Dataset excerpts
──────────

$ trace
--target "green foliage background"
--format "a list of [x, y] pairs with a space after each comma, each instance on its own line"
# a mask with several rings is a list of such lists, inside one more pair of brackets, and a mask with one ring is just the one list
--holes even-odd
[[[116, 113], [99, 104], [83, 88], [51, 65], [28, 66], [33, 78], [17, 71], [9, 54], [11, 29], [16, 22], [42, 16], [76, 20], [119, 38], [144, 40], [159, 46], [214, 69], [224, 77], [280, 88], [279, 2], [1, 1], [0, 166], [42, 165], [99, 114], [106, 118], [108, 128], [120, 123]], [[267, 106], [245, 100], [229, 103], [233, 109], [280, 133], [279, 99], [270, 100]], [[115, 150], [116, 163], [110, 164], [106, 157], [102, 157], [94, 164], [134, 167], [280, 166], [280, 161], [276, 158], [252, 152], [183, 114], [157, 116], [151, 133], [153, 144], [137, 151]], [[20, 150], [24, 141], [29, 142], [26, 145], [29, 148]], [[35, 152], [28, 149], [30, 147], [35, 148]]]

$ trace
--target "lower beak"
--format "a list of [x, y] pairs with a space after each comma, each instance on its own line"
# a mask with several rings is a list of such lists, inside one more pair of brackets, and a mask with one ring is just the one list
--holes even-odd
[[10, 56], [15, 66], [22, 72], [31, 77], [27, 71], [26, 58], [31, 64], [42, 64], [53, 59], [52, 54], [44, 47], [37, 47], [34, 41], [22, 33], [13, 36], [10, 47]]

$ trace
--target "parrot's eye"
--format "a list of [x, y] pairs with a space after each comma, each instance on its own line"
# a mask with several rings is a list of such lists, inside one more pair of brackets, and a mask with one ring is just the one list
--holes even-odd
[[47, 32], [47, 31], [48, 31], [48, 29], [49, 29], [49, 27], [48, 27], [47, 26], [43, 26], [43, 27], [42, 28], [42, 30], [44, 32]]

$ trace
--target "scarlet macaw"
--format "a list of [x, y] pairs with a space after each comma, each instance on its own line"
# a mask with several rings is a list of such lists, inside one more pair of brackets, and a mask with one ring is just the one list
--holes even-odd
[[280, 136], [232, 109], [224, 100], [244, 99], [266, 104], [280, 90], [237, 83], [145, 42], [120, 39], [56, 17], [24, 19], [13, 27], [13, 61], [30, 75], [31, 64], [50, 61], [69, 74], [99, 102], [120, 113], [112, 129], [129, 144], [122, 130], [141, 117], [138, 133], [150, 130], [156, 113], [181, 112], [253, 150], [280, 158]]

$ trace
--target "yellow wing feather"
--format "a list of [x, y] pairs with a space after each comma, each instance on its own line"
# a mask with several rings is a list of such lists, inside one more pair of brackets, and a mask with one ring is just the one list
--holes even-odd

──────────

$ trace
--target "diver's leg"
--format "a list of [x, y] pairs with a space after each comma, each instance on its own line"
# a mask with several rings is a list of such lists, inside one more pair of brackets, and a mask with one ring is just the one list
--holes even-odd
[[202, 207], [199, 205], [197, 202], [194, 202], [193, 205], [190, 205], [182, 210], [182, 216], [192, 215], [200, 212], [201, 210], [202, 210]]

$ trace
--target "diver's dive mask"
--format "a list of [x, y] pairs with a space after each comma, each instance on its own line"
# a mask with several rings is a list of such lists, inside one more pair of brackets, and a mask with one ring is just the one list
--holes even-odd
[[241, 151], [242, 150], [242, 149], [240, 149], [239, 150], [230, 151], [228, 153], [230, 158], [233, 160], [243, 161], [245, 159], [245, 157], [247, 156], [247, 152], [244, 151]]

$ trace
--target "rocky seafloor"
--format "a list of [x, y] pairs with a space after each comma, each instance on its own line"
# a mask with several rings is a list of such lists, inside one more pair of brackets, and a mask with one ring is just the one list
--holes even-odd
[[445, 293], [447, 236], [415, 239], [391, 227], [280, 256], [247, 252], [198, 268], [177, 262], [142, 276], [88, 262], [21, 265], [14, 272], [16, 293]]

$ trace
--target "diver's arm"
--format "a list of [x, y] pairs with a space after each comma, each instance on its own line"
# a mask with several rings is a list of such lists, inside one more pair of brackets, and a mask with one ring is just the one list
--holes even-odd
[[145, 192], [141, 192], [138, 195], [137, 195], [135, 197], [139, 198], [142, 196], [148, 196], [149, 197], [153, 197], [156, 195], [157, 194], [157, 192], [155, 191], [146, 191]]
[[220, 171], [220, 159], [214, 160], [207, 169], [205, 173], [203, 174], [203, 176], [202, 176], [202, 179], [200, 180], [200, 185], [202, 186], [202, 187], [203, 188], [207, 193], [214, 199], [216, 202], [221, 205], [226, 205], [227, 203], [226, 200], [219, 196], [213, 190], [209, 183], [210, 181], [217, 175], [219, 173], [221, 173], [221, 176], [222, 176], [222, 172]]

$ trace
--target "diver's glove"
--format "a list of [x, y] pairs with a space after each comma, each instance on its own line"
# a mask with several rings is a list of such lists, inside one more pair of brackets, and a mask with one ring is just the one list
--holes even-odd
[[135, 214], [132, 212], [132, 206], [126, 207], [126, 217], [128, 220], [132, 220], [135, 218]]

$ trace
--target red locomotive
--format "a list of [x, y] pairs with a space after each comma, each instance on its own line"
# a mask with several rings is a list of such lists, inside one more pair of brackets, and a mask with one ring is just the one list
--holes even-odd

──────────

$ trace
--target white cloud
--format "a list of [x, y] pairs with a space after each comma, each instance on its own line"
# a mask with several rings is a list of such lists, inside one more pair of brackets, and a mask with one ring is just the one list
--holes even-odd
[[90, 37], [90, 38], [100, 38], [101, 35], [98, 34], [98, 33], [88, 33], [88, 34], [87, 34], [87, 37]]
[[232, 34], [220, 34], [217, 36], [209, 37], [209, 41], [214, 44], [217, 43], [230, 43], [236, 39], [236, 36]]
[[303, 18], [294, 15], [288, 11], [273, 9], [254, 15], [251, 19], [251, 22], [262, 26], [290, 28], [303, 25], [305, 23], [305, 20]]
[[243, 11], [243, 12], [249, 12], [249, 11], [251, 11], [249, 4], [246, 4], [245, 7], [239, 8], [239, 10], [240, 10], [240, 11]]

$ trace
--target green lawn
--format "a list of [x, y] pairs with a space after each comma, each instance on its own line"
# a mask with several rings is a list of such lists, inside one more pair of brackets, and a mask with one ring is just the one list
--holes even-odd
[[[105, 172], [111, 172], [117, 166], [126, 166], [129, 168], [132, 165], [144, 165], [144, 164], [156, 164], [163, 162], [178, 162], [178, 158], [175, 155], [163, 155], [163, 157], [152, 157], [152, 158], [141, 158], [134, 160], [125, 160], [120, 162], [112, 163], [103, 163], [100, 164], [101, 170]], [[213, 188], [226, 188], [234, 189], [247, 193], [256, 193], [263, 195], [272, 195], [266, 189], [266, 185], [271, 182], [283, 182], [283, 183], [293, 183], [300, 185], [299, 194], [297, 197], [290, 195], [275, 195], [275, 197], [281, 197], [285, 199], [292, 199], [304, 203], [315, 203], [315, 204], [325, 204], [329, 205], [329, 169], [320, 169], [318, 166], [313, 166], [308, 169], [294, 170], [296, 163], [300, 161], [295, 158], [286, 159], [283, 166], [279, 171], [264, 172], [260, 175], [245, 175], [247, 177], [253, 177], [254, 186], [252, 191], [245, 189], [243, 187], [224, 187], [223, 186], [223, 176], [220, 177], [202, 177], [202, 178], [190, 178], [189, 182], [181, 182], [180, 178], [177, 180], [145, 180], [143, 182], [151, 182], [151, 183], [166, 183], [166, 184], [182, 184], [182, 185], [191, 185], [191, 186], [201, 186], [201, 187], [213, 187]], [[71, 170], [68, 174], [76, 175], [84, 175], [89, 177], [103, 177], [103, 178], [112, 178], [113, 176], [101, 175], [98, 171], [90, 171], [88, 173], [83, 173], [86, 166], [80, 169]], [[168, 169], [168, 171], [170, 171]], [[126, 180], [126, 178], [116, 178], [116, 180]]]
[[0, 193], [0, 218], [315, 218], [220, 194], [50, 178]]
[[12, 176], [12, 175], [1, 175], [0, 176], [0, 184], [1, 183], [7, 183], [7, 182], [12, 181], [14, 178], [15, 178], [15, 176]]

──────────

What needs to be done
Pick out every line in the rows above that contains the string "green", copying each one in full. Case counts.

Written answer
--target "green foliage background"
--target green lawn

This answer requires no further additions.